EXCERPTED TEXT:
There is now more research than ever on heatwaves, droughts, and desertification. Several scientists and organizations are working on solutions to these problems. NASA's research shows that if the current drought situation continues, the intensity of drought worldwide will increase by about 50% by the end of the 21st century. A study conducted by the Center for Atmospheric Pollution Studies (CAPS) on 36 locations in Dhaka city found that the highest average temperature of 42 degrees Celsius in April 2024 was recorded in Uttara Sector-13, while the lowest average temperature was recorded in Nayapaltan at 37 degrees Celsius. This means there was a 5-degree Celsius difference in average temperature between Uttara Sector-13 and Nayapaltan areas due to the presence of fewer trees and wetlands. CAPS research also observed that areas with green presence have comparatively lower temperatures, and the commercial regions have higher temperatures due to the lack of vegetation and wetlands. The study also found that the average temperature in 2024 increased by approximately 4 degrees Celsius compared to the average temperature in 2017. Desertification is causing a temperature rise, and again this temperature rise is accelerating desertification and soil degradation.

DATASET RECORDS:
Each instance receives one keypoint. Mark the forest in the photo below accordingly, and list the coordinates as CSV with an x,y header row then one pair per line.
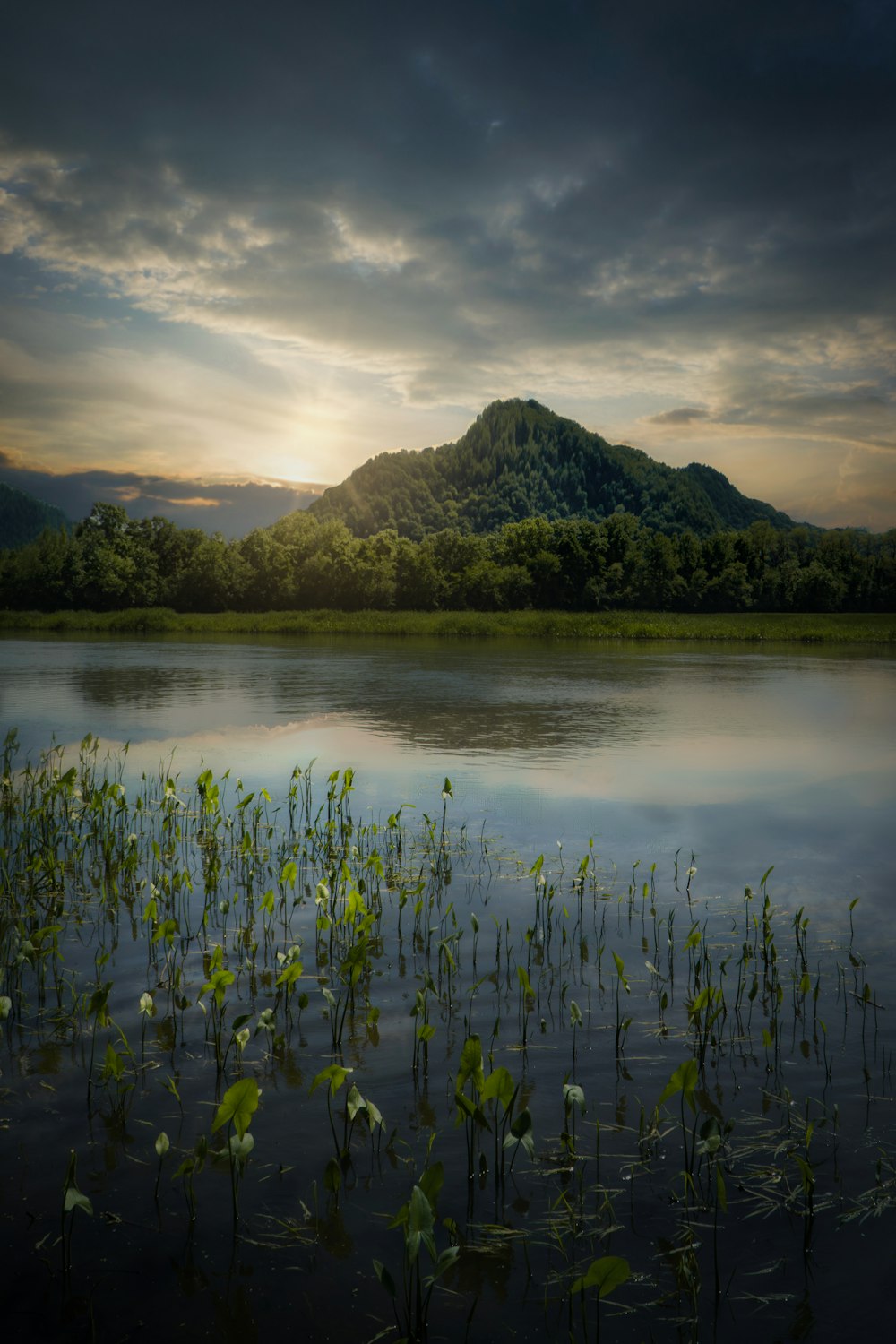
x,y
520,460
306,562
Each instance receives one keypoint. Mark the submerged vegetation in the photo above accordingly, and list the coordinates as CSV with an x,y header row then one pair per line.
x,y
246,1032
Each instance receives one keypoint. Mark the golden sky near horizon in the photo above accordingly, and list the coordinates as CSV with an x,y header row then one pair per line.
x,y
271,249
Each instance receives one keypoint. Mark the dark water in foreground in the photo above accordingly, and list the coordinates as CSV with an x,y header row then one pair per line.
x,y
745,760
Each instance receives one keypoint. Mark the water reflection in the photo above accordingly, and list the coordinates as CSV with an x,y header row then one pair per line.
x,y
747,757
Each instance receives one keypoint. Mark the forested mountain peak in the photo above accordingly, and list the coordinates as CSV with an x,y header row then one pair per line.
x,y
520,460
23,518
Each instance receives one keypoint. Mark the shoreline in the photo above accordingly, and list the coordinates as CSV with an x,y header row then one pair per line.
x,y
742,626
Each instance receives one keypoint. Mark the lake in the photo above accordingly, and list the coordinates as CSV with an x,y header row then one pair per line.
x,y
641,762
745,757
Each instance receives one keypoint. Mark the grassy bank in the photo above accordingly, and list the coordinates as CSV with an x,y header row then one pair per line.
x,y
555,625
--
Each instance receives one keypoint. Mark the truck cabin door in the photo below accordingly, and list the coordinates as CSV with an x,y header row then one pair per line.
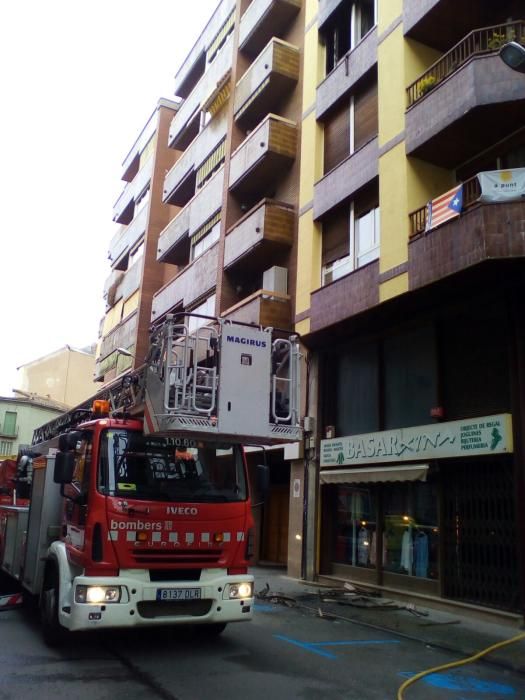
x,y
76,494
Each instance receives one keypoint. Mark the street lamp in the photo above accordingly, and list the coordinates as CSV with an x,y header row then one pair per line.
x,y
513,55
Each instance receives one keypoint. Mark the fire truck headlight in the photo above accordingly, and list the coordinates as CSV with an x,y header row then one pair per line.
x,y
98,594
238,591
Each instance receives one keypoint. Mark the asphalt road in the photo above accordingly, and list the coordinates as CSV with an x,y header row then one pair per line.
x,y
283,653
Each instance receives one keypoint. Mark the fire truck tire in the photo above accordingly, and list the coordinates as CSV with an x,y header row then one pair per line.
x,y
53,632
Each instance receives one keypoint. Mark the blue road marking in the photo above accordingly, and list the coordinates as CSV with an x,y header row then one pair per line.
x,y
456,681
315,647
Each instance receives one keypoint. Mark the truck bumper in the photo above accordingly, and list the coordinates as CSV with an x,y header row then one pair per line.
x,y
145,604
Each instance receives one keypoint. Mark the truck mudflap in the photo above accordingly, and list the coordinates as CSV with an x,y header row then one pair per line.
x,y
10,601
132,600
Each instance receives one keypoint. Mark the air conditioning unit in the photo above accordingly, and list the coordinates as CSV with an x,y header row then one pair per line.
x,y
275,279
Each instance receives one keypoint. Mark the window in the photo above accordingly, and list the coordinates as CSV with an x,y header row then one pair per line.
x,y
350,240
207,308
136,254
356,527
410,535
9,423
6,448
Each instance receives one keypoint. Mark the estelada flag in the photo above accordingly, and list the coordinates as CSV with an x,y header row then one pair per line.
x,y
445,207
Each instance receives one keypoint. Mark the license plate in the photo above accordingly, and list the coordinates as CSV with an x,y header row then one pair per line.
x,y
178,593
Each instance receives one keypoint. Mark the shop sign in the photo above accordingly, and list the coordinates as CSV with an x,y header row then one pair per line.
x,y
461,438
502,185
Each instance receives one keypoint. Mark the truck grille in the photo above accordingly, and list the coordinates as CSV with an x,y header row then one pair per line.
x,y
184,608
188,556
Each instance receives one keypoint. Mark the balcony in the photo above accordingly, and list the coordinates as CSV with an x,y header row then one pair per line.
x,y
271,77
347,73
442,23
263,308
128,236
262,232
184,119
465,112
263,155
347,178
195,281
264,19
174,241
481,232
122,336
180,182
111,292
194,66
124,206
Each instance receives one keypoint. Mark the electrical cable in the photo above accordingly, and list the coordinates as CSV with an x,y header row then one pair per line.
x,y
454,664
==
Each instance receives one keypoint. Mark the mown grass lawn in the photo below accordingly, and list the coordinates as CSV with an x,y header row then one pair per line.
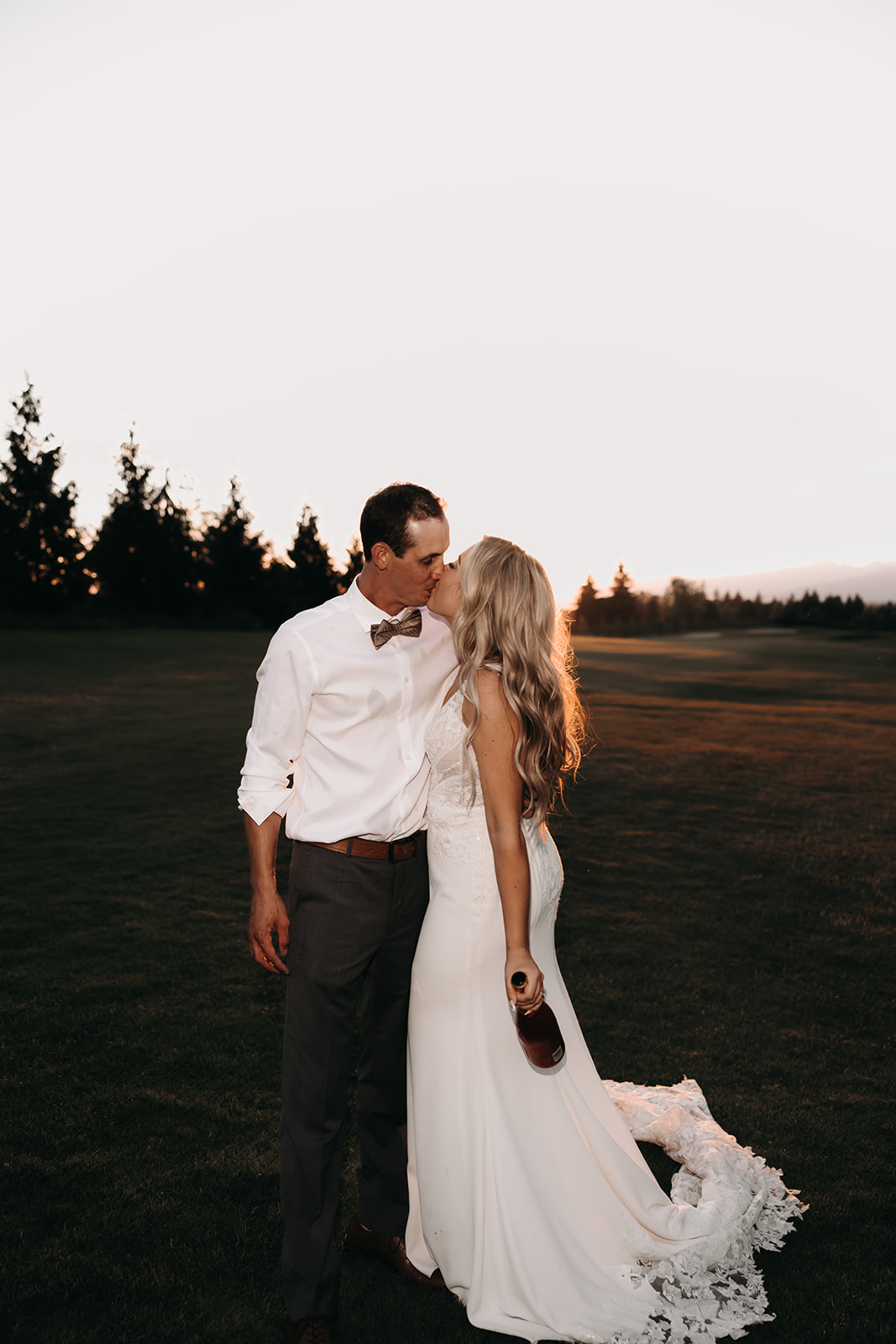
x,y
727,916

PROBLEM STATEMENT: Quote the entire passage above on heatwaves, droughts, and desertification, word for word.

RESPONSE:
There is now more research than ever on heatwaves, droughts, and desertification. Several scientists and organizations are working on solutions to these problems. NASA's research shows that if the current drought situation continues, the intensity of drought worldwide will increase by about 50% by the end of the 21st century. A study conducted by the Center for Atmospheric Pollution Studies (CAPS) on 36 locations in Dhaka city found that the highest average temperature of 42 degrees Celsius in April 2024 was recorded in Uttara Sector-13, while the lowest average temperature was recorded in Nayapaltan at 37 degrees Celsius. This means there was a 5-degree Celsius difference in average temperature between Uttara Sector-13 and Nayapaltan areas due to the presence of fewer trees and wetlands. CAPS research also observed that areas with green presence have comparatively lower temperatures, and the commercial regions have higher temperatures due to the lack of vegetation and wetlands. The study also found that the average temperature in 2024 increased by approximately 4 degrees Celsius compared to the average temperature in 2017. Desertification is causing a temperature rise, and again this temperature rise is accelerating desertification and soil degradation.